Mushroom Wellington – Simple Vegan Blog


Mushroom Wellington, an exquisite main course that’ll make your Thanksgiving dinner a 5-star one. It is ready in just 30 minutes!

Close-up photo of some slices of mushroom Wellington

Everyone keeps telling you that Thanksgiving can’t be vegan? Then they sure have never tried this exquisite, scrumptious, comforting, and flavorful mushroom Wellington. And oh how I pity them!

It really is THE main course that will make your Thanksgiving dinner something your guests will never forget. It is extremely delicious and ready in just 30 minutes! Quick but elegant, this vegan mushroom Wellington will draw all the attention.

How to make a mushroom Wellington

  • Preheat the oven to 400ºF or 200ºC and line a baking sheet with parchment paper.
  • Add the mushrooms to a food processor and pulse until crumbly. Be careful not to over-process. Set aside.
  • Also, add the walnuts to the food processor and pulse again until crumbly. Do not over-process. Set aside.

##############################

Tasks:
**1.** In the mushroom Wellington blog post, what temperature should the oven be preheated to?
**2.** From the records, reproduce the part that opens with the line containing "Question. Indicate one point on each instance of the ice cliff" and closes with the line containing "[(286, 318)]", swapping "Python list" for "JSON array" and keeping everything else unchanged.

##############################

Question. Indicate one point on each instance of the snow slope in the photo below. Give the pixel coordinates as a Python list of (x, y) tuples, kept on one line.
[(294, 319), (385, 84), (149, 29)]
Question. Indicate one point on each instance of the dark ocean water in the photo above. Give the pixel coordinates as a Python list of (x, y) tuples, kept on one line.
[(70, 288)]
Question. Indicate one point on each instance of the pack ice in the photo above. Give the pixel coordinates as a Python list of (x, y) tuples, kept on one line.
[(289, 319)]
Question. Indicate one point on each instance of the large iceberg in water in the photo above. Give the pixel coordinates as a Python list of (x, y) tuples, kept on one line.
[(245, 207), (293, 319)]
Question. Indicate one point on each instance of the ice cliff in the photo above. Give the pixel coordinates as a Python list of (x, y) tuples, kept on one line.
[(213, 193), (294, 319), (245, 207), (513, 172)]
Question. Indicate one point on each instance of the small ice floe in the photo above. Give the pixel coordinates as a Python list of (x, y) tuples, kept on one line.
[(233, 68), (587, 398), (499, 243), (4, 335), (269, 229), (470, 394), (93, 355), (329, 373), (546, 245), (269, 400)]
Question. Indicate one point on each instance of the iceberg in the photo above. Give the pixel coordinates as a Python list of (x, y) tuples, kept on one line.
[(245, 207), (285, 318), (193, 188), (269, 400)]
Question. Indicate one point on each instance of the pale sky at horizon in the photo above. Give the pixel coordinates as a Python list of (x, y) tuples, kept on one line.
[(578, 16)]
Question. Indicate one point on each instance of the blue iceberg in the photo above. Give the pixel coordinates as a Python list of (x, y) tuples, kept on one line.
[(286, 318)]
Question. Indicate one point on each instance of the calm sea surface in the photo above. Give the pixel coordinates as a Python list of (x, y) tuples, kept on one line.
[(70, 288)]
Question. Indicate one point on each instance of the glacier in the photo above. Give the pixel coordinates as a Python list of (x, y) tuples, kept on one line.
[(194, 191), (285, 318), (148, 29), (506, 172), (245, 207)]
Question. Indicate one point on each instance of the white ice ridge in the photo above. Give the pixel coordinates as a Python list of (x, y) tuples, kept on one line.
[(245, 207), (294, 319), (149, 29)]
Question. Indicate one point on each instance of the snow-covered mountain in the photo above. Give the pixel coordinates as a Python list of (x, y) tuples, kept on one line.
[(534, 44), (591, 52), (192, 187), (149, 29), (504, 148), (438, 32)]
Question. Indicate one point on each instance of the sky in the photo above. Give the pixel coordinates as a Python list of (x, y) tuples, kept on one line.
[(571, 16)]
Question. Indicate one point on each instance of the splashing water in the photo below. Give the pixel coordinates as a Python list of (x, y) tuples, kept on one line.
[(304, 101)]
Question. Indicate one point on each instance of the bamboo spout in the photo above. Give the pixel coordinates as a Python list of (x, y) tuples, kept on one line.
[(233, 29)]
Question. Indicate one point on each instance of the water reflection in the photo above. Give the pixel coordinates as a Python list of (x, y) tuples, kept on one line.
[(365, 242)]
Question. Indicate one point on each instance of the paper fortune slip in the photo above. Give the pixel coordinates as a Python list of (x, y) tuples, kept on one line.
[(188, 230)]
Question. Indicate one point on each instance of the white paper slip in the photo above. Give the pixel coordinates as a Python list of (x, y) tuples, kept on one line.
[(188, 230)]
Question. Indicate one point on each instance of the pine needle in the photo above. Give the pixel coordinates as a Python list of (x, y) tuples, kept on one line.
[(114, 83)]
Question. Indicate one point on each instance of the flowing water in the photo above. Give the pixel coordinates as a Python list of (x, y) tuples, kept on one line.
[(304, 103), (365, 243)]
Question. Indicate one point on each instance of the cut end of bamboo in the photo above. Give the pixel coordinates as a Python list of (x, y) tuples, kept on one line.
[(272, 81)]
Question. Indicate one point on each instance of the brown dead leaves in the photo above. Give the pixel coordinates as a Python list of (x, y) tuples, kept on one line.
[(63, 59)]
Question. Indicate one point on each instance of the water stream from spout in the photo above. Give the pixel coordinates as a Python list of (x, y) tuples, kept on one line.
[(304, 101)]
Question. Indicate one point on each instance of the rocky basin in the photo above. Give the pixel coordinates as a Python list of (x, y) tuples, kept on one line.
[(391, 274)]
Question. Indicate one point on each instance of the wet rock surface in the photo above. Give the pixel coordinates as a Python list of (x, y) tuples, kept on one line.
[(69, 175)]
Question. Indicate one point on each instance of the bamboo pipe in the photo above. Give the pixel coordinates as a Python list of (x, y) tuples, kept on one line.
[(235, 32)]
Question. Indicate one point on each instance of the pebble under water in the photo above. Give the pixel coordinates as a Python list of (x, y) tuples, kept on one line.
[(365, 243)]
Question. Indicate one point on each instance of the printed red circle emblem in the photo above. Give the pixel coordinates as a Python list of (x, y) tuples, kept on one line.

##############################

Responses by task:
**1.** 400ºF or 200ºC.

**2.**
Question. Indicate one point on each instance of the ice cliff in the photo above. Give the pixel coordinates as a JSON array of (x, y) tuples, kept on one line.
[(213, 193), (294, 319), (245, 207), (513, 172)]
Question. Indicate one point on each instance of the small ice floe in the photo above. Give the pixel coordinates as a JSON array of (x, y) tuples, kept on one line.
[(233, 68), (587, 398), (499, 243), (4, 335), (269, 229), (470, 394), (93, 355), (329, 373), (546, 245), (269, 400)]
Question. Indicate one point on each instance of the iceberg in the photo above. Give the pixel coordinates as a JSON array of (x, y) tuples, kept on one line.
[(245, 207), (285, 318), (193, 188), (269, 400)]
Question. Indicate one point on each instance of the pale sky at horizon in the photo above. Give the pixel coordinates as a JSON array of (x, y) tuples, kept on one line.
[(578, 16)]
Question. Indicate one point on each instance of the blue iceberg in the photo above. Give the pixel coordinates as a JSON array of (x, y) tuples, kept on one line.
[(286, 318)]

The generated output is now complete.